● Material for this exercise:

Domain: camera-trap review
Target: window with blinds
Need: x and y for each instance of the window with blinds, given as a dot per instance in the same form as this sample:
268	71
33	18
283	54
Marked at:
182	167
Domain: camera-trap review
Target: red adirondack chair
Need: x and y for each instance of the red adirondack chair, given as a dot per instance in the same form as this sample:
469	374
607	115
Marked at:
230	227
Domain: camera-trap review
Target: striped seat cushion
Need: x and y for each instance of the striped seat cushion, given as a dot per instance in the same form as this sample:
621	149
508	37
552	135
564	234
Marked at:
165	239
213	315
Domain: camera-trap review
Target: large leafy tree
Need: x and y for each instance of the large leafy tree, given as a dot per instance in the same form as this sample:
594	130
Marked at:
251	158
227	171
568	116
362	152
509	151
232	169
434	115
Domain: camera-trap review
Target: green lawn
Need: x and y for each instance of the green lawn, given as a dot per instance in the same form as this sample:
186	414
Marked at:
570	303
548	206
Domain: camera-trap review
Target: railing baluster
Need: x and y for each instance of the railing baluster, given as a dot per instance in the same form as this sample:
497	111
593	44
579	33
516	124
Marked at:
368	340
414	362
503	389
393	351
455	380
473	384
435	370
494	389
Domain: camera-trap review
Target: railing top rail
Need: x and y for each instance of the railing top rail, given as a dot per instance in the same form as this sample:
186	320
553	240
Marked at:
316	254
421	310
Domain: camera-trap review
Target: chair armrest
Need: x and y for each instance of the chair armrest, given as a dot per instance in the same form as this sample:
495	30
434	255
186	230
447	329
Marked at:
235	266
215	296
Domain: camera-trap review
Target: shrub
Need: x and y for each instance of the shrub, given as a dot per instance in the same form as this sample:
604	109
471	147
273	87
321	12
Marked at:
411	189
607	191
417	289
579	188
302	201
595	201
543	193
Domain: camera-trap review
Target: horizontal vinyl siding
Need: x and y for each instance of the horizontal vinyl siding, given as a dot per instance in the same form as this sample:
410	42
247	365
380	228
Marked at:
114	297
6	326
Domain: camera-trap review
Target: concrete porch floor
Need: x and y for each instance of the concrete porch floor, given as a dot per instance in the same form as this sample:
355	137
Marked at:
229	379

● Directions: Count the lines in the items above that contain the word "striped". Reply with the number alone.

● Problem solution: 2